Could you print exactly the lines of the listing below, starting at the line that has "of white background." and ending at the line that has "of white flour", and only those lines?

• **EXERCISE DATA**:
● ● ●

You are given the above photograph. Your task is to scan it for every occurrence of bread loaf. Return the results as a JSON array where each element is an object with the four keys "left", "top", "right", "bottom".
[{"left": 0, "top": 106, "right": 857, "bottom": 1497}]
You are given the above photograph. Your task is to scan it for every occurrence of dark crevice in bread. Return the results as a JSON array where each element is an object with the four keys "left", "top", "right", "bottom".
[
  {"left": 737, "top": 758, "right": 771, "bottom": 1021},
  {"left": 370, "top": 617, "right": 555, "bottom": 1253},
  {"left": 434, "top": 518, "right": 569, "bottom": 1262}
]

● ● ●

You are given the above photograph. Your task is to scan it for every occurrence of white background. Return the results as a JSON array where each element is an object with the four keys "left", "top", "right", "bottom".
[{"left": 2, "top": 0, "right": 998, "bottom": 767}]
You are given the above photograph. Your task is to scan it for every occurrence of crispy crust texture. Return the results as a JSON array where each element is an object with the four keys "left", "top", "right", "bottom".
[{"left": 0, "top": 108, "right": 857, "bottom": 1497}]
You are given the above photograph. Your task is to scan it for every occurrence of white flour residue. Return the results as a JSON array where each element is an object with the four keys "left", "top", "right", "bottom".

● ● ●

• **RESULT BELOW**:
You are given the above photograph. Your task is to scan it for every occurrence of white background. Return the results as a JSON array where each element is an object with the four keys "left", "top", "right", "bottom".
[{"left": 2, "top": 0, "right": 998, "bottom": 767}]
You are given the above photograph. Your task is to scan it for every occurrence of crispy crust texture. Return the results as a JSON array where each element is an object with the four keys "left", "top", "right", "bottom".
[{"left": 0, "top": 108, "right": 857, "bottom": 1497}]
You are given the above photograph. Your task is to scan it for every occurrence of white flour residue. Return the results as a JSON array where each element is an object with the four keys "left", "top", "right", "bottom".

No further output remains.